→ **Your objective**
Rewrite the entries below, replacing every "report the coordinates" with "give the coordinates" and leaving all other text unchanged.
::: Material
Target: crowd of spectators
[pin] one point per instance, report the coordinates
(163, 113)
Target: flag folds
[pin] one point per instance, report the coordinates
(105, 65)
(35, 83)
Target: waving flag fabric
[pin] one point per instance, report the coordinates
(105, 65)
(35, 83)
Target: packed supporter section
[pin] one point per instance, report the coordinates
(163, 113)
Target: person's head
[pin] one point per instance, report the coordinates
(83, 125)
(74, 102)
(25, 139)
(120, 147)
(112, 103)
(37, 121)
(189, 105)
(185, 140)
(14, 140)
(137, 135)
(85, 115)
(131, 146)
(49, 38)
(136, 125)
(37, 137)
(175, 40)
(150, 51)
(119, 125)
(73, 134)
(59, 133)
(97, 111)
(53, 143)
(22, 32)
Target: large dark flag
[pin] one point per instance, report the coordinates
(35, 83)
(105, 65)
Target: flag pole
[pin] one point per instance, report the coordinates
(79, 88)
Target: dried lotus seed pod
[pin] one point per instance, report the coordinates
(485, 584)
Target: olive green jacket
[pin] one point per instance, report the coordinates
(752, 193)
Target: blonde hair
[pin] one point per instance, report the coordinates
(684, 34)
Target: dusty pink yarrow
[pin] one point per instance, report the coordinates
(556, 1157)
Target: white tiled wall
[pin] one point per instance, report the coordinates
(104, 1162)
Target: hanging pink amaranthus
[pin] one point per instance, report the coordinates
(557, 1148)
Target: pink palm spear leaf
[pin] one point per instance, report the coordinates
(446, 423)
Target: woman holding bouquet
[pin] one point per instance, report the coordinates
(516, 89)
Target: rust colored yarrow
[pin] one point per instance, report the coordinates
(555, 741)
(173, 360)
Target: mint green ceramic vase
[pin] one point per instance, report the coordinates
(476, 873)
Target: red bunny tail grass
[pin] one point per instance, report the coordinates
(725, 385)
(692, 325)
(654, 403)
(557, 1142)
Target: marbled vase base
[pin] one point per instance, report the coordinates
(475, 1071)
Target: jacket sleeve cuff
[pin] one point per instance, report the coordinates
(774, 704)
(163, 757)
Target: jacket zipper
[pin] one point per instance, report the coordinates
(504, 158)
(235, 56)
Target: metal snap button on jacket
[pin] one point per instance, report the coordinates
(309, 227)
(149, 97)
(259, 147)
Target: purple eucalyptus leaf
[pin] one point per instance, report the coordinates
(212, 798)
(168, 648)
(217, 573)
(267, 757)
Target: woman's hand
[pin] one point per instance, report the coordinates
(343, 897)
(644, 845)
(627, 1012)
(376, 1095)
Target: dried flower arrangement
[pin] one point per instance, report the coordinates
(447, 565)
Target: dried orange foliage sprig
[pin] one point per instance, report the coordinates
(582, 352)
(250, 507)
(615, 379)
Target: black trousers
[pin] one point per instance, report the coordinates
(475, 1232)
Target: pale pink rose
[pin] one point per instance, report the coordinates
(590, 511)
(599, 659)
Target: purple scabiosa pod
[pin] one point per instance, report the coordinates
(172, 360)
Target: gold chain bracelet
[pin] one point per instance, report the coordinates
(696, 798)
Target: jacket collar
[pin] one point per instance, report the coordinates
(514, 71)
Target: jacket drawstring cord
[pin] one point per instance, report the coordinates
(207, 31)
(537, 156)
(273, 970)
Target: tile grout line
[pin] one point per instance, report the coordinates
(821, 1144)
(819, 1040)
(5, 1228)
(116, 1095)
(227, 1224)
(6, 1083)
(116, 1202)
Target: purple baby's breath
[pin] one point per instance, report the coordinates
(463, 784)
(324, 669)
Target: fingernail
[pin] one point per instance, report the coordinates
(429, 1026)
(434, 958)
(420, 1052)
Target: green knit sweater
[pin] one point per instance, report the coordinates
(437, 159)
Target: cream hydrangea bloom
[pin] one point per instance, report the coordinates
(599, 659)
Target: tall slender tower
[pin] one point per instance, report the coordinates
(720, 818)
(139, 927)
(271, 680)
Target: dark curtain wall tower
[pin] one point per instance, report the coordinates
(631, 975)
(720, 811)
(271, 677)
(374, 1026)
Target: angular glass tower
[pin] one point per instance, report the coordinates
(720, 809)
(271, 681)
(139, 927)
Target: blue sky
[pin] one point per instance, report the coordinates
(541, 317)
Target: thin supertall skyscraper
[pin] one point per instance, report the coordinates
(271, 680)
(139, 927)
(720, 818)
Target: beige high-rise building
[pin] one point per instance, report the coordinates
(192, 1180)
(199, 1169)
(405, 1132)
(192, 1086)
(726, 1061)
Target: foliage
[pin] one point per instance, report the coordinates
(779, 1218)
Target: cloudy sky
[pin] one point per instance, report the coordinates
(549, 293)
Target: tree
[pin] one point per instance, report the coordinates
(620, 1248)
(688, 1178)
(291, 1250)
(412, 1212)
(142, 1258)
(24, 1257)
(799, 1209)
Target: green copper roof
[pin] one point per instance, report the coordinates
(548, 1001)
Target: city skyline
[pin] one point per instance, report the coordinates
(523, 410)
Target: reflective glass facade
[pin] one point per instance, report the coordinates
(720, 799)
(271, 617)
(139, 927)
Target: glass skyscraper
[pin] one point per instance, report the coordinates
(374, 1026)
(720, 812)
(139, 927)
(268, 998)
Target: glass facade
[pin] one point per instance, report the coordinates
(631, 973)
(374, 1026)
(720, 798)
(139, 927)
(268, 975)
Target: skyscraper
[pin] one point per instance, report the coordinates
::::::
→ **Reply to the task**
Target: crowd of spectators
[pin] one point per instance, give the coordinates
(163, 113)
Target: flag folds
[pin] one point per instance, give the coordinates
(105, 65)
(35, 83)
Target: waving flag fabric
[pin] one point per instance, give the coordinates
(105, 65)
(35, 83)
Target: packed supporter section
[pin] one point per instance, give the coordinates
(163, 113)
Target: person's head
[pin] one point per instance, give the coordinates
(83, 125)
(74, 102)
(25, 139)
(120, 147)
(112, 103)
(37, 121)
(189, 105)
(185, 140)
(14, 140)
(137, 135)
(85, 115)
(131, 146)
(49, 38)
(136, 125)
(37, 137)
(175, 40)
(150, 51)
(119, 125)
(73, 134)
(59, 133)
(97, 111)
(53, 143)
(22, 32)
Target: large dark flag
[pin] one point per instance, give the coordinates
(35, 83)
(105, 65)
Target: flag pole
[pin] one point per instance, give the coordinates
(79, 88)
Target: dried lotus seed pod
[pin] one point per instance, give the coordinates
(485, 584)
Target: olive green jacket
[pin] one point per instance, give the coordinates
(752, 193)
Target: blonde hair
[pin] one point per instance, give the coordinates
(684, 34)
Target: dusty pink yarrow
[pin] one point per instance, give the coordinates
(556, 1157)
Target: white tiled wall
[pin] one point per instance, give the coordinates
(104, 1162)
Target: hanging pink amaranthus
[pin] one point per instance, give the coordinates
(557, 1148)
Target: pink palm spear leaf
[pin] one point per instance, give the coordinates
(446, 423)
Target: woman holding bouquet
[pin] one point per instance, give the coordinates
(516, 89)
Target: rust colored yarrow
[pin] one point per instance, give the coordinates
(555, 741)
(173, 360)
Target: mint green ceramic vase
[pin] one point per instance, give the coordinates
(476, 873)
Target: red bunny tail grass
[pin] one point per instance, give the coordinates
(725, 385)
(692, 325)
(654, 403)
(557, 1142)
Target: marbled vase base
[pin] one point per instance, give the coordinates
(475, 1071)
Target: jacket sleeve cuff
[pin] one point per instance, give the coordinates
(774, 704)
(163, 757)
Target: jacket zipper
[pin] one point per instance, give the coordinates
(504, 158)
(235, 56)
Target: metal snap button on jacket
[pin] one point per instance, give the coordinates
(309, 227)
(149, 97)
(259, 147)
Target: purple eucalyptus leaf
[pin] one point per instance, give the coordinates
(212, 798)
(168, 648)
(217, 573)
(267, 757)
Target: woman's hand
[pin] one point per instance, give the coordinates
(343, 897)
(644, 845)
(627, 1012)
(376, 1095)
Target: dried flower arrangement
[pin] one point per instance, give the coordinates
(447, 565)
Target: dried orange foliage sprig
[pin] one point per instance, give the coordinates
(582, 352)
(250, 507)
(615, 379)
Target: black trousers
[pin] one point per instance, give the coordinates
(475, 1232)
Target: pale pink rose
[pin] one point per instance, give the coordinates
(590, 511)
(599, 659)
Target: purple scabiosa pod
[pin] one point per instance, give the coordinates
(172, 360)
Target: gold chain bracelet
[pin] one point per instance, give the coordinates
(696, 798)
Target: jacket collar
[pin] one point per instance, give the coordinates
(514, 71)
Target: jacket drawstring cord
[pin] one point per instance, give the coordinates
(207, 31)
(537, 156)
(273, 970)
Target: tile grout line
[pin] one point per instance, give the coordinates
(821, 1144)
(819, 1040)
(5, 1228)
(116, 1095)
(227, 1224)
(6, 1083)
(116, 1202)
Target: purple baby's breath
[pin] one point per instance, give the coordinates
(463, 784)
(324, 669)
Target: fingernail
[pin] one point per instance, give the coordinates
(429, 1026)
(434, 958)
(420, 1052)
Target: green knit sweater
[pin] one point per instance, give the coordinates
(437, 159)
Target: cream hydrangea bloom
[pin] one point per instance, give the coordinates
(599, 659)
Target: tall slender tower
[pin] one point per instance, give the coordinates
(720, 818)
(139, 927)
(271, 680)
Target: dark curtain wall tower
[pin] one point per instance, give the coordinates
(631, 975)
(720, 811)
(271, 677)
(374, 1026)
Target: angular glass tower
[pin] one point per instance, give the coordinates
(720, 809)
(271, 681)
(139, 927)
Target: blue sky
[pin] one point per instance, give the coordinates
(541, 317)
Target: thin supertall skyscraper
[pin] one point per instance, give the coordinates
(271, 680)
(139, 927)
(720, 818)
Target: beige high-rise building
[pin] one point per instance, give the coordinates
(192, 1180)
(199, 1169)
(405, 1132)
(192, 1086)
(726, 1061)
Target: foliage
[pin] one point per instance, give the coordinates
(779, 1218)
Target: cloudy sky
[pin] one point per instance, give the coordinates
(549, 293)
Target: tree
[pin] one point per instance, give the coordinates
(620, 1248)
(688, 1178)
(291, 1250)
(412, 1212)
(142, 1258)
(24, 1257)
(799, 1209)
Target: green copper roof
[pin] one point per instance, give the coordinates
(548, 1001)
Target: city skyline
[pin] one point per instance, give the coordinates
(523, 410)
Target: reflective glass facade
[pin] one point per instance, give the coordinates
(720, 799)
(271, 617)
(139, 927)
Target: glass skyscraper
[pin] one point per instance, give the coordinates
(374, 1026)
(720, 812)
(139, 927)
(268, 998)
Target: glass facade
[pin] one point per instance, give the coordinates
(631, 973)
(374, 1026)
(720, 798)
(139, 927)
(268, 975)
Target: skyscraper
[pin] one point per instance, give the coordinates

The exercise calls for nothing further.